Record extracts section start
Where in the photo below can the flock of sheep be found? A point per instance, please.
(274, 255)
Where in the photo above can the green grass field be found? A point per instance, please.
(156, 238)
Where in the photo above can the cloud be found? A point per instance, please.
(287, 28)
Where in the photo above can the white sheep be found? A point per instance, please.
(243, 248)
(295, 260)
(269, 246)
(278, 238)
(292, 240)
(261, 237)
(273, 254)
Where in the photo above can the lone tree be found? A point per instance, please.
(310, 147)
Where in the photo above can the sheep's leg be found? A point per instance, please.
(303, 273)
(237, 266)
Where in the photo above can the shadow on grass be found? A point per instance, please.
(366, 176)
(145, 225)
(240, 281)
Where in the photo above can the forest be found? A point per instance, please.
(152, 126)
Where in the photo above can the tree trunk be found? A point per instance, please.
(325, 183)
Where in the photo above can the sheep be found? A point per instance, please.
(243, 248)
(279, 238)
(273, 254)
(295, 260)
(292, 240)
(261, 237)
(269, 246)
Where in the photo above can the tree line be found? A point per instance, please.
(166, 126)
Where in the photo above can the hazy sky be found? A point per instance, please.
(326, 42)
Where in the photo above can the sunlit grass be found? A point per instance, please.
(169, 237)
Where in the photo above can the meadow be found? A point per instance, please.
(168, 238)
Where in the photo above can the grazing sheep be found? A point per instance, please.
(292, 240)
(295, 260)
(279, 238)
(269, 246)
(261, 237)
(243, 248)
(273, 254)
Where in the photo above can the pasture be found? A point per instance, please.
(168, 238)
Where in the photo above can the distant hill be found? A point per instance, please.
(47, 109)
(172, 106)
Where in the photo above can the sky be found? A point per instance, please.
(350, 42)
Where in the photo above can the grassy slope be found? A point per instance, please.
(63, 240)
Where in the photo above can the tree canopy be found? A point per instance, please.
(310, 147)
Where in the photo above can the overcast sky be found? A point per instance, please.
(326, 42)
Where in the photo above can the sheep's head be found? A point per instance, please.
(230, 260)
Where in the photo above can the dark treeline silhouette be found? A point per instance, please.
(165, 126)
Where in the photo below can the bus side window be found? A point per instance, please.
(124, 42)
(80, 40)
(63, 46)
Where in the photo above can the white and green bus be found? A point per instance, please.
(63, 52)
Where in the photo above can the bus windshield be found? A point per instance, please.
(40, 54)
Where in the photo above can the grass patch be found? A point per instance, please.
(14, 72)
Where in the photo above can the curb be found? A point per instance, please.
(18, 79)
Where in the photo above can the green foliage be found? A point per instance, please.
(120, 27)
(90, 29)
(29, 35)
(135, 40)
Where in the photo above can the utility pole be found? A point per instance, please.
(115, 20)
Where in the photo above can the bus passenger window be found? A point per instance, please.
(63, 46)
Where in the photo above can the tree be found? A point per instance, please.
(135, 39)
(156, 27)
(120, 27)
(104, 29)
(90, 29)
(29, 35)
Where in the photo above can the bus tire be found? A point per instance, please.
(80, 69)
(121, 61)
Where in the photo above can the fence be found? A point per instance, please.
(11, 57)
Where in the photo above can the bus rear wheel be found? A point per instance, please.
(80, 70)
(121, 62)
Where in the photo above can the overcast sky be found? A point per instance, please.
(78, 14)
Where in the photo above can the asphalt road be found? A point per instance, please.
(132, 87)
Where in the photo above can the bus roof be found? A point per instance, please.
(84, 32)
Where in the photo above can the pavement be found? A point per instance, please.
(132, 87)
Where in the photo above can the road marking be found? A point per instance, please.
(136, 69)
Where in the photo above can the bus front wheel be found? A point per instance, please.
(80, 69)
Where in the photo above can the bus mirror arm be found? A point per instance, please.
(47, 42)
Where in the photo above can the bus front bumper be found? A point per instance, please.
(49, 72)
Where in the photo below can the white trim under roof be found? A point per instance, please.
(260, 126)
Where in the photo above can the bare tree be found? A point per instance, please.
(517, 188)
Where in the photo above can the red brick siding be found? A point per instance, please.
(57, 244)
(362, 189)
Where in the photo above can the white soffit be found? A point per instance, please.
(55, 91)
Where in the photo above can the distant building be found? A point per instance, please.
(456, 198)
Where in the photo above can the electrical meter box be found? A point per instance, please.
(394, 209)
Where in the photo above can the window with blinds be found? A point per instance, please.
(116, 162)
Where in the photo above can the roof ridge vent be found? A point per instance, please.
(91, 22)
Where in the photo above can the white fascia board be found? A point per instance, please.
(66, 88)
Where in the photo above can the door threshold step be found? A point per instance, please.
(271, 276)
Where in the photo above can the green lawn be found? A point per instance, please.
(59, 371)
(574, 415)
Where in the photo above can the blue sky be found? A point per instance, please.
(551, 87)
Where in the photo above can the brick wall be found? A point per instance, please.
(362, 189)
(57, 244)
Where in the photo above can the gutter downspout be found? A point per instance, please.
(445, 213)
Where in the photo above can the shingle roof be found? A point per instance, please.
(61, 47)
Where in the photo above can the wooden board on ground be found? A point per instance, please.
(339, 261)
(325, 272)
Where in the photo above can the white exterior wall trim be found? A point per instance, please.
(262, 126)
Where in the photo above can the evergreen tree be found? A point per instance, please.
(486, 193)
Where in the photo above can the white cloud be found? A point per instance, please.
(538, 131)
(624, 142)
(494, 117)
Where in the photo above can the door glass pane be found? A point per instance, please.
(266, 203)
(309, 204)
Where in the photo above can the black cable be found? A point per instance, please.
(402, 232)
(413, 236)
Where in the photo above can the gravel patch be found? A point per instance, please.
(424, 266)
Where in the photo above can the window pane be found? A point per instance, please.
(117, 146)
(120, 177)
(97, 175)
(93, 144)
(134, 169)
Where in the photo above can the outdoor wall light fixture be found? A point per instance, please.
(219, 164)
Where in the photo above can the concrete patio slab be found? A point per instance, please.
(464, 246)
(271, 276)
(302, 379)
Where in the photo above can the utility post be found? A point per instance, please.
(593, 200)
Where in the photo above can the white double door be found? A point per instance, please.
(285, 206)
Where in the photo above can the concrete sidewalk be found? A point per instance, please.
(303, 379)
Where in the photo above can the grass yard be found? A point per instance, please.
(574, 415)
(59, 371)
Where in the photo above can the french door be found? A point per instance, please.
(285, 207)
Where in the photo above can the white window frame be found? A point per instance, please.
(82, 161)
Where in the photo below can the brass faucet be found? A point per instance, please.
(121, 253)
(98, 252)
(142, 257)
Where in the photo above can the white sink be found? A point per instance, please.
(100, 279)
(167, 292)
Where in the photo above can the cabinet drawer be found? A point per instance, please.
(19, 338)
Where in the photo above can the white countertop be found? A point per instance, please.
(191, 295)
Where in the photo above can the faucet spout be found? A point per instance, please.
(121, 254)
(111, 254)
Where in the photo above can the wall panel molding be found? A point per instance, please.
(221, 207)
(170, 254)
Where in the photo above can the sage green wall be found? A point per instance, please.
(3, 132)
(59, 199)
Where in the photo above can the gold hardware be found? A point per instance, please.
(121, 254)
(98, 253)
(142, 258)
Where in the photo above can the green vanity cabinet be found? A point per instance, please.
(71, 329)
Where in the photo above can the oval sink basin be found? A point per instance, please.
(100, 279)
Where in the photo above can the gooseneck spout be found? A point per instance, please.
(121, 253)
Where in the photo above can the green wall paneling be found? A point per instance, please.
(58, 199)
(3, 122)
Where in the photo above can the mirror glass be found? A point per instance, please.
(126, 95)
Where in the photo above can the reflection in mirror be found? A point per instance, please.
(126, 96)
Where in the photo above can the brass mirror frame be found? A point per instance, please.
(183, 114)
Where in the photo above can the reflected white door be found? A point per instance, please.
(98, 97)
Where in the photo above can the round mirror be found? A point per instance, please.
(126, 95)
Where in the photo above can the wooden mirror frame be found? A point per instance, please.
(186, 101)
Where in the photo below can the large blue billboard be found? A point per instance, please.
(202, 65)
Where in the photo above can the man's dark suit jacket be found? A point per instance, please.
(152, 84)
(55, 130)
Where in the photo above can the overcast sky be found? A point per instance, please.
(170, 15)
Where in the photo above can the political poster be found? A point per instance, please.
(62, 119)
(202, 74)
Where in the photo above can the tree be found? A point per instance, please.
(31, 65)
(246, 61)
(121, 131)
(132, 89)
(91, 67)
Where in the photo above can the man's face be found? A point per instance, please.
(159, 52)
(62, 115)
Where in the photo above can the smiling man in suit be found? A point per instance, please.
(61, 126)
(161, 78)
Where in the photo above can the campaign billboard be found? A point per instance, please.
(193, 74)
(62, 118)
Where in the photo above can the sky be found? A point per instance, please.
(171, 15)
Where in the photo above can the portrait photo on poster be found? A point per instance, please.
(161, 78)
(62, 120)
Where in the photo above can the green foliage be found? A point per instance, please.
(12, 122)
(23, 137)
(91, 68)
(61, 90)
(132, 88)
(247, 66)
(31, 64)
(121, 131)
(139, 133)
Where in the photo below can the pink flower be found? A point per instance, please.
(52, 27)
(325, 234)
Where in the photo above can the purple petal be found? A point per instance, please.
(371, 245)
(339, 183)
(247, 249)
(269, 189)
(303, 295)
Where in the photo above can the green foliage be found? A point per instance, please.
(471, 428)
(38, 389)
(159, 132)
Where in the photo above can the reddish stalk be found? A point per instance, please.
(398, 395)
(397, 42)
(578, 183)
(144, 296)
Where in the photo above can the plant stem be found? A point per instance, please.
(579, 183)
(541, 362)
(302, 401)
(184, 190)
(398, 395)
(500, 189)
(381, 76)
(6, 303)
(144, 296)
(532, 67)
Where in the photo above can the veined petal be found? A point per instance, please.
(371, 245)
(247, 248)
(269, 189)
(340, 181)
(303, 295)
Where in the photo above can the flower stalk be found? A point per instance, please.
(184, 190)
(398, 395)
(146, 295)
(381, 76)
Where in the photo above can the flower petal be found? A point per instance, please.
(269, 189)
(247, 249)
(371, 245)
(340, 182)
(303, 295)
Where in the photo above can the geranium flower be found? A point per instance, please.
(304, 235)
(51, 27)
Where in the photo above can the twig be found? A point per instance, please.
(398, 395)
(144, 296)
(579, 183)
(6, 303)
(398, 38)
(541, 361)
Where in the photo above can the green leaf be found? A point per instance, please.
Record extracts section end
### Exercise
In the records above, return only the line that contains "Where in the photo above can the geranium" and every line after it through the last, exactly as they appear.

### Solution
Where in the photo above can the geranium flower be found? A point per instance, please.
(304, 235)
(51, 27)
Where in the photo above can the twig be found? A point per instance, please.
(398, 395)
(144, 296)
(579, 183)
(6, 303)
(398, 38)
(541, 361)
Where in the photo above can the green leaf be found? A point per instance, please.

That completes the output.